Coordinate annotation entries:
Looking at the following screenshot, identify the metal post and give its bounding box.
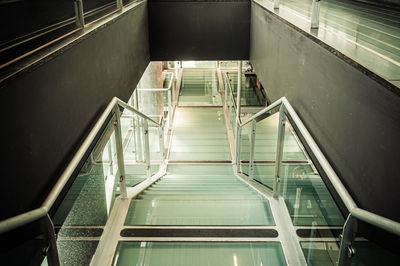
[308,221,318,265]
[42,214,60,266]
[107,139,114,175]
[117,0,124,10]
[338,213,357,266]
[228,94,233,129]
[225,75,229,108]
[249,119,257,180]
[274,0,279,9]
[274,104,286,198]
[235,126,242,167]
[236,61,242,127]
[115,104,127,198]
[74,0,85,28]
[143,119,151,178]
[135,88,143,161]
[311,0,321,29]
[167,88,172,129]
[158,122,165,163]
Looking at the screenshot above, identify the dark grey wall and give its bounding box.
[0,2,150,220]
[149,0,250,61]
[250,3,400,221]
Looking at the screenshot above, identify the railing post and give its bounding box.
[117,0,124,10]
[143,119,151,178]
[249,119,257,180]
[235,126,242,168]
[311,0,321,29]
[236,61,242,124]
[274,0,279,9]
[74,0,85,28]
[114,104,127,198]
[42,214,60,266]
[338,213,357,266]
[158,123,165,161]
[274,104,286,198]
[107,139,114,175]
[228,93,233,129]
[224,74,229,108]
[167,88,172,129]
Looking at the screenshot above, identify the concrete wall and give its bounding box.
[149,0,250,61]
[0,2,150,220]
[250,3,400,224]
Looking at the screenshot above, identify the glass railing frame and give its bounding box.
[0,97,165,265]
[236,97,400,265]
[136,72,176,129]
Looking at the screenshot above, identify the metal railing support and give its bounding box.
[158,121,165,162]
[228,94,233,129]
[167,89,172,128]
[107,139,114,174]
[249,120,257,180]
[74,0,85,28]
[235,126,242,167]
[338,213,357,266]
[236,61,242,124]
[311,0,321,29]
[42,214,61,266]
[117,0,124,10]
[274,0,279,9]
[273,104,286,198]
[143,120,151,178]
[115,105,127,198]
[225,76,229,108]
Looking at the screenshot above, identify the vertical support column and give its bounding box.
[311,0,321,29]
[274,104,286,198]
[232,61,242,168]
[228,93,233,129]
[74,0,85,28]
[134,88,143,161]
[41,214,60,266]
[114,104,127,198]
[338,213,357,266]
[143,119,151,178]
[235,126,242,168]
[117,0,124,10]
[158,125,165,164]
[107,140,114,175]
[236,61,242,127]
[225,75,229,108]
[249,119,257,180]
[167,88,172,129]
[274,0,279,9]
[306,221,318,265]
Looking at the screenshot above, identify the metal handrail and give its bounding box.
[0,97,162,234]
[225,72,240,119]
[238,97,400,265]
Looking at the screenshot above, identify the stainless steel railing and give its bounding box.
[236,97,400,265]
[0,97,165,265]
[138,72,176,129]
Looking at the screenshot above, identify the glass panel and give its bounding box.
[223,71,265,106]
[113,242,286,266]
[281,121,344,226]
[53,116,119,265]
[240,123,252,175]
[169,108,231,161]
[125,164,274,225]
[182,61,217,68]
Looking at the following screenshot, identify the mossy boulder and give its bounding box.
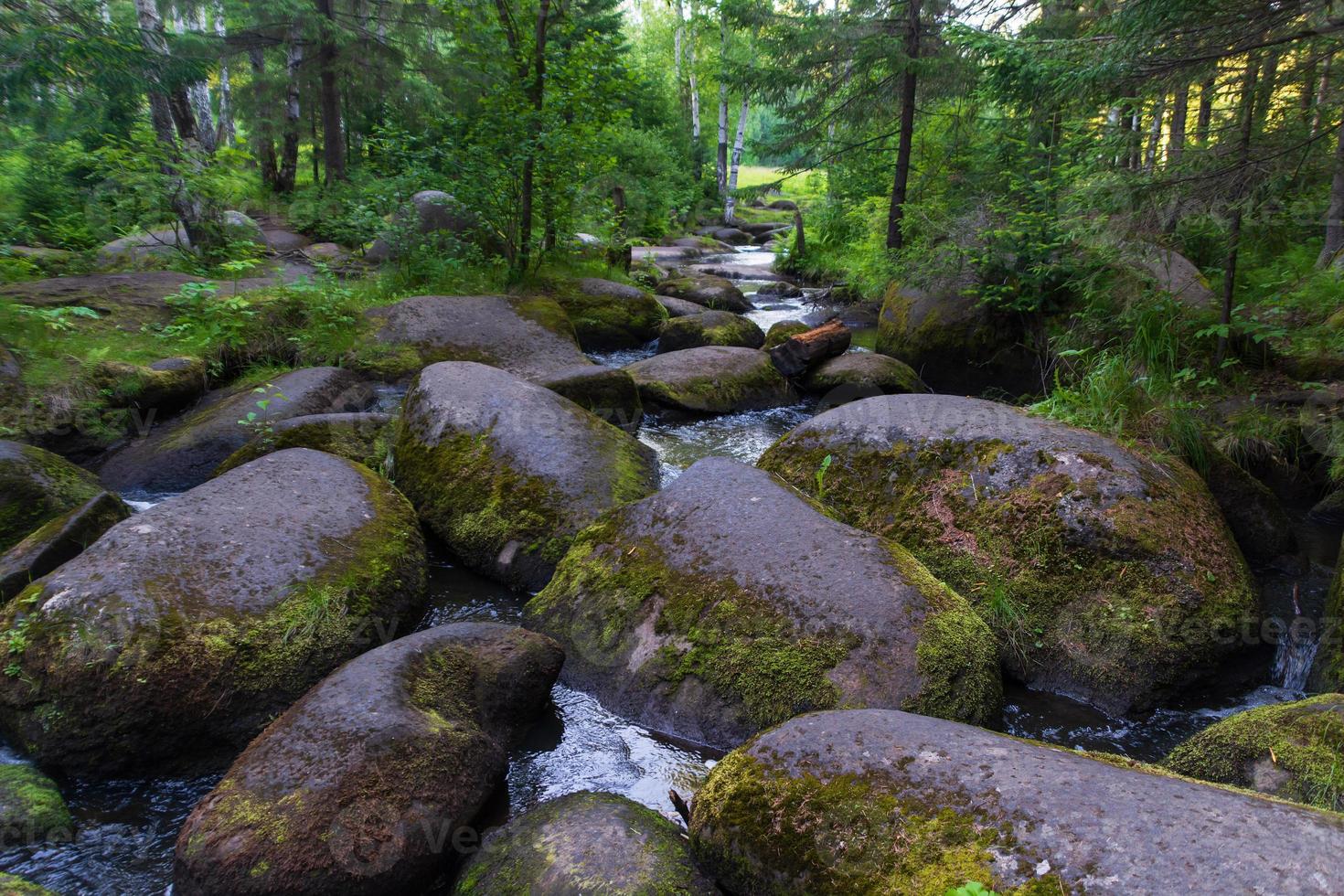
[524,458,1001,748]
[0,439,102,550]
[658,312,764,353]
[0,449,425,775]
[625,346,795,414]
[0,492,131,601]
[394,361,657,590]
[878,272,1041,395]
[453,791,719,896]
[803,352,929,407]
[691,709,1344,896]
[215,412,395,475]
[1163,693,1344,811]
[538,364,644,432]
[174,622,564,896]
[0,763,75,848]
[547,277,667,352]
[761,395,1258,713]
[98,367,375,492]
[764,321,812,350]
[657,274,752,315]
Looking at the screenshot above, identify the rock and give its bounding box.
[100,367,374,492]
[0,439,102,550]
[658,309,764,353]
[1163,693,1344,811]
[657,274,752,315]
[453,790,719,896]
[0,449,425,775]
[0,492,131,601]
[758,321,812,349]
[394,363,658,590]
[364,189,480,263]
[552,277,667,352]
[625,346,795,414]
[524,458,1001,748]
[803,352,929,409]
[878,272,1041,395]
[215,412,395,475]
[761,395,1258,713]
[174,622,564,896]
[366,295,592,381]
[90,357,208,419]
[1204,447,1297,567]
[0,763,75,848]
[691,709,1344,895]
[655,295,704,317]
[538,364,644,432]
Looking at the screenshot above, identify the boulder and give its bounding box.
[878,272,1041,395]
[1163,693,1344,811]
[803,352,929,407]
[394,361,658,590]
[524,458,1001,748]
[0,439,102,550]
[691,709,1344,896]
[0,763,75,848]
[538,364,644,432]
[215,412,395,475]
[658,310,764,353]
[174,622,564,896]
[366,295,592,381]
[100,367,375,492]
[0,492,131,601]
[453,791,719,896]
[758,321,812,350]
[0,449,425,775]
[657,274,752,315]
[625,346,795,414]
[551,277,667,352]
[1204,447,1297,567]
[364,189,480,263]
[761,395,1258,713]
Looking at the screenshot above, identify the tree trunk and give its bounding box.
[1316,113,1344,267]
[887,0,921,251]
[317,0,346,184]
[723,94,747,227]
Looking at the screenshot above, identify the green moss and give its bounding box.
[1163,693,1344,811]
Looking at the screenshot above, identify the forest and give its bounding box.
[0,0,1344,896]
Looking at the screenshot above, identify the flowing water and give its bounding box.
[0,251,1339,895]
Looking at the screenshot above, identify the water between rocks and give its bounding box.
[0,251,1339,895]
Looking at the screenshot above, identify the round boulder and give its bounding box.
[453,791,719,896]
[0,439,102,552]
[691,709,1344,896]
[625,346,795,414]
[761,395,1258,713]
[658,312,764,353]
[524,458,1001,748]
[0,449,425,775]
[394,361,657,590]
[174,622,564,896]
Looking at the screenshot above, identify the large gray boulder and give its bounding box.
[691,709,1344,896]
[0,439,102,552]
[174,622,564,896]
[0,449,425,773]
[761,395,1258,713]
[524,458,1001,748]
[453,791,719,896]
[394,361,657,590]
[625,346,795,414]
[98,367,375,492]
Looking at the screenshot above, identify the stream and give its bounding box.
[0,251,1339,895]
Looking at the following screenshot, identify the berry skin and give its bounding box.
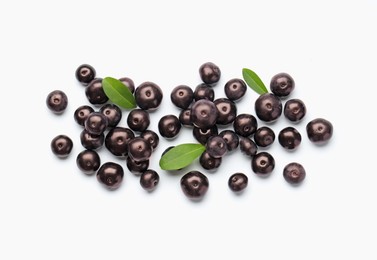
[46,90,68,114]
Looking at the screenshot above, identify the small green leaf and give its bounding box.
[242,68,268,95]
[102,77,136,109]
[160,143,206,170]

_TO DO_
Reproduce every line above verbatim, from first to last, but omit the pictures.

_THE RESULT_
Looking at the following screenshot, identify the metal post and give its bounding box.
[308,221,318,265]
[42,214,60,266]
[107,139,114,175]
[117,0,124,10]
[338,213,357,266]
[228,94,233,129]
[225,75,229,108]
[249,119,257,180]
[274,0,279,9]
[274,104,286,198]
[235,126,242,167]
[236,61,242,127]
[115,104,127,198]
[74,0,85,28]
[143,119,151,178]
[135,88,143,161]
[311,0,321,29]
[167,88,172,129]
[158,122,165,163]
Looking at the screenshot above, identify the dark grey wall and give its bounding box.
[0,2,150,220]
[149,0,250,61]
[250,3,400,221]
Looking at the screenshot above, identify the railing post and give its bounding box.
[117,0,124,10]
[143,119,151,178]
[249,119,257,180]
[235,126,242,168]
[311,0,321,29]
[236,61,242,124]
[274,0,279,9]
[74,0,85,28]
[114,104,127,198]
[42,214,60,266]
[338,213,357,266]
[158,123,165,161]
[274,104,286,198]
[107,139,114,175]
[228,93,233,129]
[224,74,229,108]
[167,88,172,129]
Looking at the screenshot above, identify the concrete wall and give its bounding box.
[149,0,250,61]
[0,2,150,220]
[250,3,400,224]
Looking at the screenshot above, identify the glass railing frame and give its bounding box.
[0,97,165,265]
[236,97,400,265]
[136,72,176,129]
Looking at the screenshot above, identify the metal railing support and give its bounding box.
[158,121,165,162]
[228,94,233,129]
[167,89,172,128]
[107,139,114,174]
[249,120,257,180]
[74,0,85,28]
[235,126,242,167]
[338,213,357,266]
[236,61,242,124]
[311,0,321,29]
[42,214,61,266]
[117,0,124,10]
[274,0,279,9]
[273,104,286,198]
[143,120,151,178]
[115,105,127,198]
[225,76,229,108]
Looking at the screenshot above, identify the vertical support column and give its bounding box.
[311,0,321,29]
[274,104,286,198]
[232,61,242,168]
[228,93,233,129]
[74,0,85,28]
[134,88,143,161]
[41,214,60,266]
[114,104,127,198]
[338,213,357,266]
[143,119,151,178]
[235,126,242,168]
[117,0,124,10]
[158,125,165,164]
[107,140,114,175]
[236,61,242,127]
[225,75,229,108]
[249,119,257,180]
[167,88,172,129]
[274,0,279,9]
[306,221,318,265]
Looking at the screenshot above, identify the metal handrail and give its bounding box.
[0,97,162,234]
[225,72,240,119]
[238,97,400,265]
Looking at the screenshot above, identify the stainless steel railing and give its bounding box.
[236,97,400,265]
[0,97,165,265]
[138,72,176,129]
Looking at the screenshot above, identify the glass panel and give its bounding box.
[223,71,265,106]
[113,242,286,266]
[281,121,344,226]
[53,116,119,265]
[240,123,252,175]
[169,108,231,161]
[125,164,274,225]
[182,61,217,68]
Looking at the following screenshot, identify the mossy boulder and give its bounding box.
[524,458,1001,748]
[0,439,102,550]
[658,312,764,353]
[0,449,425,775]
[625,346,795,414]
[0,492,131,601]
[394,361,657,590]
[878,272,1041,395]
[453,791,719,896]
[803,352,929,407]
[691,709,1344,896]
[215,412,395,475]
[1163,693,1344,811]
[538,364,644,432]
[174,622,564,896]
[0,763,75,848]
[547,277,667,352]
[761,395,1258,713]
[98,367,375,492]
[764,321,812,350]
[657,274,752,315]
Looking at the screenshot above, identify the rock and give its bounding box.
[100,367,374,492]
[0,439,102,550]
[658,309,764,353]
[1163,693,1344,811]
[657,274,752,315]
[453,790,719,896]
[0,449,425,775]
[0,492,131,601]
[758,321,812,349]
[394,363,658,590]
[364,189,480,263]
[552,277,667,352]
[625,346,795,414]
[524,458,1001,748]
[803,352,929,409]
[878,272,1041,395]
[215,412,395,475]
[761,395,1258,713]
[174,622,564,896]
[366,295,592,381]
[90,357,208,419]
[1204,447,1297,567]
[0,763,75,848]
[691,709,1344,895]
[655,295,704,317]
[538,364,644,432]
Looking at the screenshot above, identify the boulder and give its bounding box.
[878,272,1041,395]
[1163,693,1344,811]
[803,352,929,407]
[394,361,658,590]
[524,458,1001,748]
[0,439,102,550]
[691,709,1344,896]
[0,763,75,848]
[538,364,644,432]
[215,412,395,475]
[658,310,764,353]
[174,622,564,896]
[366,295,592,381]
[100,367,375,492]
[0,492,131,601]
[453,791,719,896]
[758,321,812,350]
[0,449,425,775]
[657,274,752,315]
[625,346,795,414]
[551,277,667,352]
[1204,447,1297,567]
[364,189,480,263]
[761,395,1258,713]
Looking at the screenshot above, identify the tree trunk and give its bounding box.
[1316,113,1344,267]
[887,0,921,251]
[317,0,346,184]
[723,94,747,227]
Looking at the screenshot above, identify the green moss and give its bounding box.
[1163,693,1344,811]
Looking at the screenshot above, identify the forest and give its bounding box.
[0,0,1344,896]
Looking at the screenshot above, identify the flowing water and give its bounding box.
[0,251,1339,895]
Looking at the screenshot above, identify the water between rocks and give its bounding box.
[0,251,1339,895]
Looking at the screenshot above, identify the round boulder and give its bounding box.
[453,791,719,896]
[0,439,102,552]
[691,709,1344,896]
[625,346,795,414]
[761,395,1258,713]
[658,312,764,353]
[524,458,1001,748]
[0,449,425,775]
[394,361,657,590]
[174,622,564,896]
Looking at the screenshot above, identify the large gray boulder and give its bounding box.
[691,709,1344,896]
[0,439,102,552]
[174,622,564,896]
[0,449,425,773]
[761,395,1258,713]
[524,458,1001,748]
[453,791,719,896]
[394,361,657,590]
[625,346,795,414]
[98,367,375,492]
Looking at the screenshot above, identify the stream and give its bounding box.
[0,251,1339,895]
Looking at the following screenshot, identify the berry skin and give its bounding box.
[46,90,68,114]
Looking at the screenshot above, identify the small green leaf and give its bounding box.
[242,68,268,95]
[102,77,136,109]
[160,143,206,170]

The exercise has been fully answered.